◆ Aufgabenliste
#1 Welchen Betrag verspricht Rom laut dem Lesetext zunächst, um den Opfern der Flutkatastrophe zu helfen?
#2 Welche Personen werden im Lesetext mit vollem Namen genannt?

◆ Lesetext
★ ★ ★ ★ ★

Die italienische Regierung kratzt Geld zusammen, um den Opfern der Unwetter- und Flutkatastrophe in der Emilia-Romagna zu helfen - was nicht so einfach ist. Rom verspricht zunächst zwei Milliarden Euro.

Von Marc Beise, Rom

In der von den Folgen der katastrophalen Überschwemmungen der vergangenen Woche gezeichneten Region Emilia-Romagna geht das Aufräumen weiter, immer noch sind vor allem in den Bergen Orte auf dem Landweg nicht erreichbar, auch wenn das Wasser sich weiter zurückzieht. Die Arbeiten in der Ebene sind ein Wettlauf mit der Zeit, denn der Wetterumschwung von Regen zu Sonnenschein hat zwar die akute Überschwemmungsgefahr gebannt, der Schlamm in Häusern, Straßen und Städten droht aber, sich in der Sonne zu einer festen Masse zu formen, hart wie Zement.

In Rom schlägt jetzt die Stunde der Politiker, das Kabinett von Regierungschefin Giorgia Meloni hat am Dienstag getagt, anschließend traf sich die Ministerpräsidentin mit dem Präsidenten der Region Emilia-Romagna, Stefano Bonaccini, und Vertretern von Unternehmen und der Gewerkschaften. Meloni und Bonaccini kommen offenbar gut miteinander aus, obwohl sie die Vorsitzende der weit rechts stehenden Fratelli d'Italia ist und er einer der führenden Köpfe des zuletzt weiter nach links tendierenden sozialdemokratischen PD, der wichtigsten Oppositionspartei. Beiden wird im Land auch bescheinigt, in der Katastrophenlage eine gute Figur gemacht zu haben, Meloni mit empathischem Auftreten in der Krisenregion, nachdem sie vorzeitig vom G-7-Gipfel in Japan aufgebrochen war, der Regionalpräsident als oberster Krisenmanager der vergangenen Tage.

★ ★ ★ ★ ★

◆ Gespeicherte Daten
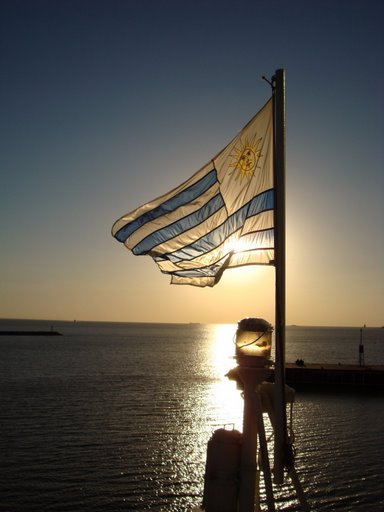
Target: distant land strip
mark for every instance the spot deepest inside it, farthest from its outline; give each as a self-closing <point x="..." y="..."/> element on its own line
<point x="30" y="333"/>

★ ★ ★ ★ ★

◆ Bearbeitete Aufgaben
#1 Zwei Milliarden Euro.

#2 Marc Beise, Giorgia Meloni, Stefano Bonaccini